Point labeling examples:
****************

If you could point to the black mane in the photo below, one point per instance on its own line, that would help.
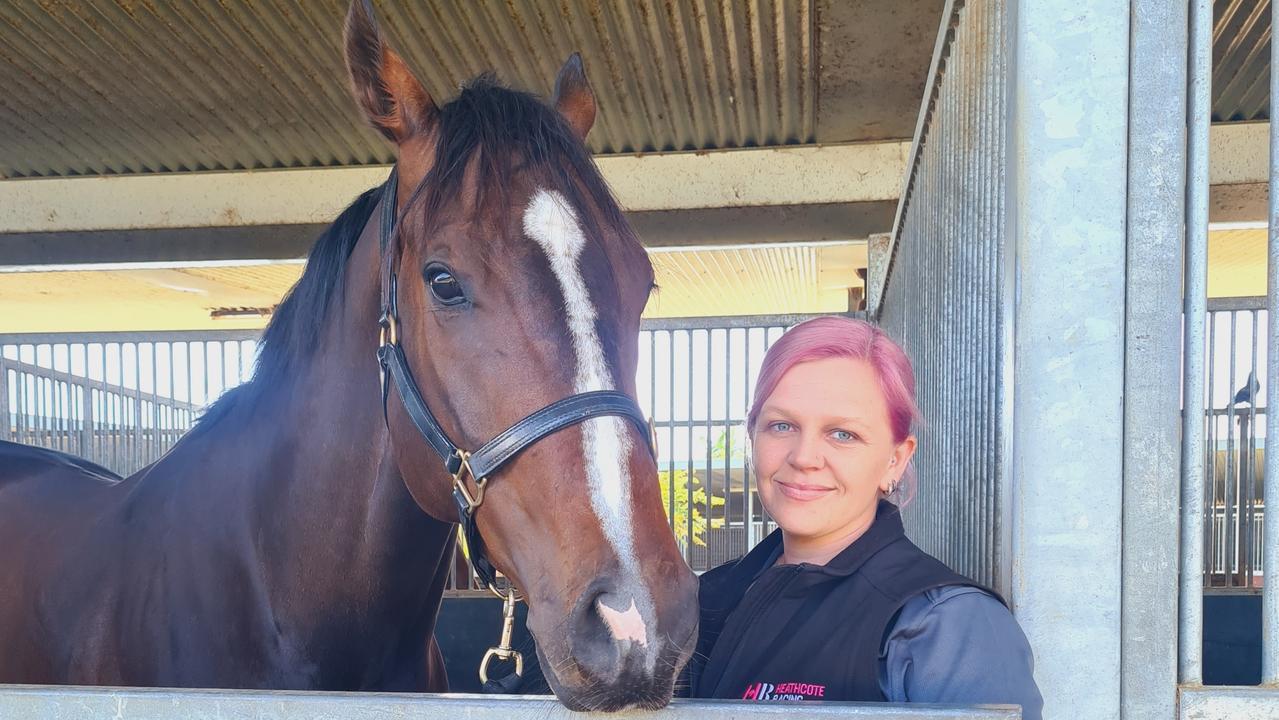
(487, 127)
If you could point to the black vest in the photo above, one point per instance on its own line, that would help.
(808, 632)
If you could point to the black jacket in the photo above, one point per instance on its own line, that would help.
(808, 632)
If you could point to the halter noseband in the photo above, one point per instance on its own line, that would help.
(489, 458)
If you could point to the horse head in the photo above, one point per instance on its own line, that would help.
(514, 283)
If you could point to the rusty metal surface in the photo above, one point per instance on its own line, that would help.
(138, 86)
(1241, 60)
(149, 86)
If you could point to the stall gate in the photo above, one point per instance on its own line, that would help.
(123, 399)
(1057, 188)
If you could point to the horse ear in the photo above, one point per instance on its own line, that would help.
(392, 97)
(573, 96)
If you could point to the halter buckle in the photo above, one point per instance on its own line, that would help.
(459, 482)
(388, 333)
(504, 651)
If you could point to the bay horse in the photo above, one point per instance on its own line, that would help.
(299, 536)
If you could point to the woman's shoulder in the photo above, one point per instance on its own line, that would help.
(958, 643)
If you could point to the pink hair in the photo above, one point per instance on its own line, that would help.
(844, 338)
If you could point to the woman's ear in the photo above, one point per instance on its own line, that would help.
(897, 464)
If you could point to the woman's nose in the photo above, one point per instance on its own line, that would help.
(806, 453)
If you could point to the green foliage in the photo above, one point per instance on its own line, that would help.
(692, 499)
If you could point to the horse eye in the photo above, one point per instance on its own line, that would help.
(444, 285)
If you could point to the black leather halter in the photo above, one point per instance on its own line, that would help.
(478, 464)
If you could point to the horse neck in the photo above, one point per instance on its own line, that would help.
(308, 486)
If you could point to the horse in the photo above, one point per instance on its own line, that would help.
(487, 297)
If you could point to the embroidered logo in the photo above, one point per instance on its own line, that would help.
(783, 692)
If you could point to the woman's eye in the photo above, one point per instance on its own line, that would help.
(444, 285)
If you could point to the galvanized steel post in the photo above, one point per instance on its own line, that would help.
(1270, 550)
(1190, 666)
(1151, 393)
(1067, 205)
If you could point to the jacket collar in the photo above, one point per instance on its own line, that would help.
(885, 530)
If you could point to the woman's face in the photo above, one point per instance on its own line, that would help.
(824, 450)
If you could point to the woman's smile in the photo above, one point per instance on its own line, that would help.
(802, 491)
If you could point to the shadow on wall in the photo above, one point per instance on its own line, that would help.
(1232, 640)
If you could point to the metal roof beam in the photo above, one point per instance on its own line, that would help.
(664, 182)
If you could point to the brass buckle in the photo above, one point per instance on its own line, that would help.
(504, 651)
(461, 484)
(388, 330)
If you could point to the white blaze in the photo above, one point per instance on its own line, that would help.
(553, 224)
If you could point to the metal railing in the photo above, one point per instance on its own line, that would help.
(119, 399)
(146, 704)
(1234, 444)
(1232, 481)
(947, 297)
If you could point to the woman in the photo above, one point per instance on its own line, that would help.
(838, 604)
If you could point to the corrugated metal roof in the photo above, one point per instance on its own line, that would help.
(1241, 60)
(137, 86)
(755, 280)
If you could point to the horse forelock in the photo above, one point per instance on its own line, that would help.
(491, 141)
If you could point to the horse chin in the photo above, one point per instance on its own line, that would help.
(587, 695)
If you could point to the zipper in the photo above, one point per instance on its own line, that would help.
(739, 622)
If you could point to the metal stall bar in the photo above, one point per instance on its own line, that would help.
(152, 704)
(1067, 177)
(945, 294)
(1151, 395)
(1270, 521)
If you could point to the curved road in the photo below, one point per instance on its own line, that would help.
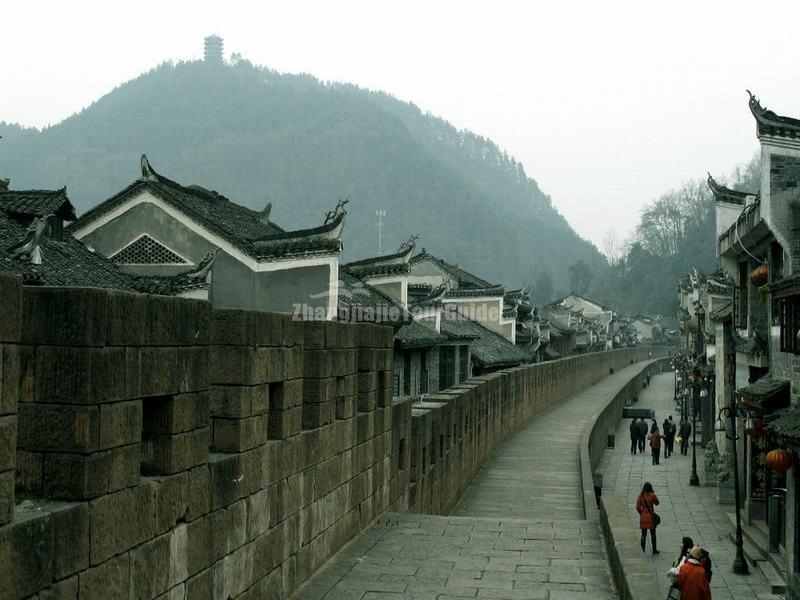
(518, 531)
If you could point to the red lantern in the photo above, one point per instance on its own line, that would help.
(779, 460)
(756, 430)
(759, 275)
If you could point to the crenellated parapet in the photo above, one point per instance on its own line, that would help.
(154, 446)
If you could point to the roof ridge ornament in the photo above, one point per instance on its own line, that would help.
(411, 243)
(30, 245)
(340, 209)
(148, 173)
(754, 104)
(263, 216)
(204, 268)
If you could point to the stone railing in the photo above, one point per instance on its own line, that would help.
(633, 574)
(455, 431)
(154, 447)
(163, 447)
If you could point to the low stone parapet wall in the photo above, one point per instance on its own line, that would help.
(154, 447)
(633, 574)
(459, 428)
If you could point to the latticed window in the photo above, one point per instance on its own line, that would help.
(790, 323)
(147, 251)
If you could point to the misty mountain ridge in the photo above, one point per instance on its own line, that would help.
(259, 136)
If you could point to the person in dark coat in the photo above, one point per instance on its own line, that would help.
(685, 431)
(634, 435)
(669, 436)
(655, 445)
(686, 545)
(642, 434)
(692, 580)
(645, 504)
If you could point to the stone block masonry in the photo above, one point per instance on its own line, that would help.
(152, 447)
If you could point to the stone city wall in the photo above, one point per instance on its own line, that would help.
(632, 571)
(455, 431)
(152, 447)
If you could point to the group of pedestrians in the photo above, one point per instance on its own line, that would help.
(691, 571)
(641, 433)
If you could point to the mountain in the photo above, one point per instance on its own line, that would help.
(259, 136)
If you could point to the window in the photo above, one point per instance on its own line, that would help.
(423, 372)
(740, 299)
(776, 260)
(463, 363)
(447, 366)
(407, 374)
(147, 251)
(789, 314)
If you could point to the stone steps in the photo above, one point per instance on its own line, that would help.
(756, 550)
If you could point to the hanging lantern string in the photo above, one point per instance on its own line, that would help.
(746, 251)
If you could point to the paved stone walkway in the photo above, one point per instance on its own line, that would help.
(518, 533)
(685, 510)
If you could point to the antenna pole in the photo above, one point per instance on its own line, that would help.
(380, 214)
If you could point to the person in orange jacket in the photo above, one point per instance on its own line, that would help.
(655, 444)
(692, 579)
(648, 520)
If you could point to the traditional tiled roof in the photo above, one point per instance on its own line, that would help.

****************

What is needed
All of the data above should be transcribed verbatim, with pictures omitted.

Completed task
If you could point to the black mane in the photo below, one point per instance on its own line, that would help.
(487, 127)
If you could point to the black vest in the photo above, one point per instance on its own line, that would help.
(808, 632)
If you could point to the black jacket in the photo above, one point per instance on its own line, that would help.
(808, 632)
If you could point to the halter noseband in the photo above, one point per instance on its own line, that would help.
(489, 458)
If you could point to the horse head in the photo above, one point per instance on its own line, that would help.
(514, 283)
If you could point to the rusty metal surface in the photo above, one point per instance on its own line, that would help.
(138, 86)
(1241, 60)
(149, 86)
If you could point to the stall gate in the photo above, one point per instance on its own line, that would help.
(123, 399)
(1057, 188)
If you could point to the horse ear in the photo above, one point per instance on its own line, that would help.
(392, 97)
(573, 96)
If you could point to the halter buckle in the photo above, one point per instance on its own line, that would help.
(459, 482)
(388, 333)
(504, 651)
If you could point to the bay horse in the photo above, one point per instance on its own line, that would help.
(299, 536)
If you could point to the woman's shoulder in the photo above, one point per instance on its own line, that would help.
(958, 643)
If you could point to the pink hair in the photo above, one point per instance on its own line, that would help.
(844, 338)
If you could point to the woman's ear in the photo above, one point per instance on its own line, that would help.
(897, 464)
If you could point to the woman's nose in the photo above, one point per instance on its own line, that would help.
(806, 453)
If you could point to the green foliage in the photo above, one point per instance on its own line, that would help.
(692, 499)
If you could point to the horse eye in the photo above, one point per instance on its own line, that would help.
(444, 285)
If you could point to the black leather halter in the photo above, one point per instance on its own line, that would help.
(478, 464)
If you could point to the horse neck in the photo above, one point per instance on its own line, that would help.
(308, 486)
If you could point to the horse in the photo above, one point per instance on its own line, that would help.
(487, 297)
If you could point to the embroidered logo in the photo above, one point per instance on its own line, that would help.
(783, 692)
If you could point to the woman's eye in the photo above, one point per instance on its own line, that would help.
(444, 285)
If you could point to the galvanized steel post in the photo above, one point per instance on its own line, that would help.
(1270, 550)
(1190, 666)
(1151, 393)
(1067, 205)
If you could point to the jacket collar in the photo above, one point per instance on its own line, that would help.
(885, 530)
If you could point to the woman's face in the photo above, one point per instance on its own line, that would help.
(824, 450)
If you could point to the woman's smile in the photo above, one point per instance on its own line, that would help.
(802, 491)
If you could point to the shadow on wall in the photo above, one point per instance on its own line, that would help.
(1232, 640)
If you could point to the metal roof beam in the photo above, one point per instance on its own line, that would help.
(664, 182)
If you could point to the brass buckle in the photo above, one point per instance on its own line, that would help.
(504, 651)
(461, 484)
(388, 330)
If you could point to the white blaze in the photo above, one point per instance on its own line, that would help.
(553, 224)
If you could point to the metal railing in the photo above, one point per instance on its own line, that would help.
(119, 399)
(146, 704)
(1234, 444)
(1232, 481)
(947, 297)
If you could point to the woman in the photo above, one point per instance on its own line, that would help.
(838, 604)
If you could point to the corrugated metal roof in the photo above, one point per instance on its own line, that would help.
(1241, 60)
(137, 86)
(755, 280)
If you could point to the horse forelock in the photo above, one point per instance on its own line, that would help.
(491, 141)
If you could point to the horse chin in the photo above, one point per instance on its own line, that would help.
(587, 695)
If you could point to the zipper in the photo above, one point per instance on its own line, that would help.
(739, 622)
If you could point to the metal stall bar in the photo above, one point per instance on its own line, that would help.
(152, 704)
(1067, 177)
(945, 294)
(1151, 395)
(1270, 521)
If you could point to the curved road in the photo below, one point per instance on its own line, that would help.
(518, 531)
If you could point to the red lantern in the photo above, one point per instance on its own line, that would help.
(779, 460)
(756, 430)
(759, 275)
If you could point to the crenellated parapet in the photo above, one point per instance on its own line, that would help.
(154, 446)
If you could point to the roof ridge ornament in the photo above, one point per instance on its own line, that would help.
(411, 243)
(30, 245)
(340, 209)
(148, 173)
(754, 104)
(263, 216)
(204, 268)
If you could point to the stone railing in the photo above, one point per instance on its own line, that would help.
(633, 574)
(455, 431)
(154, 447)
(163, 447)
If you could point to the low stone parapet wall in the photo above, one point per instance on its own line, that would help.
(154, 447)
(633, 574)
(459, 428)
If you could point to the latticed window in the photo above, one point per instance on its own line, that would help.
(790, 323)
(147, 251)
If you could point to the misty mountain ridge in the photo above, one point per instance on its own line, that would help.
(259, 136)
If you could point to the person in dark coat in the photo above, one point per instance on its own line, that would help.
(685, 431)
(634, 435)
(669, 436)
(655, 445)
(686, 545)
(642, 434)
(692, 580)
(645, 504)
If you could point to the stone block masonry in the photo above, one point per instance on its own line, that would help.
(152, 447)
If you could point to the stone city wall in the photo above, one point per instance on its own line, that would help.
(632, 571)
(455, 431)
(152, 447)
If you could point to the group of pedestrians in the photo above, one point per instance on its own line, that would help.
(691, 571)
(641, 433)
If you could point to the mountain in the photo above, one point per instance on its own line, that would help.
(259, 136)
If you could point to the window in the photo above, one point per instance on its own line, that would help.
(423, 372)
(740, 299)
(776, 260)
(463, 363)
(447, 366)
(407, 374)
(147, 251)
(789, 314)
If you could point to the stone steps in the photo above, one point per instance on its own line, that would help.
(756, 550)
If you could point to the hanging lantern string in the photo above, one point per instance on its own line, that would help.
(746, 251)
If you could point to the paved stone walkway in the photo above, one point per instance on its own line, that would help.
(518, 533)
(685, 510)
If you could point to the antenna pole in the photo above, one point per instance on its own line, that would help.
(380, 214)
If you could point to the person in orange jacket in the photo above, one point per instance on its own line, that would help.
(655, 444)
(692, 579)
(648, 520)
If you could point to the traditional tiled roof in the photo above, one point per instance on its own line, that would help.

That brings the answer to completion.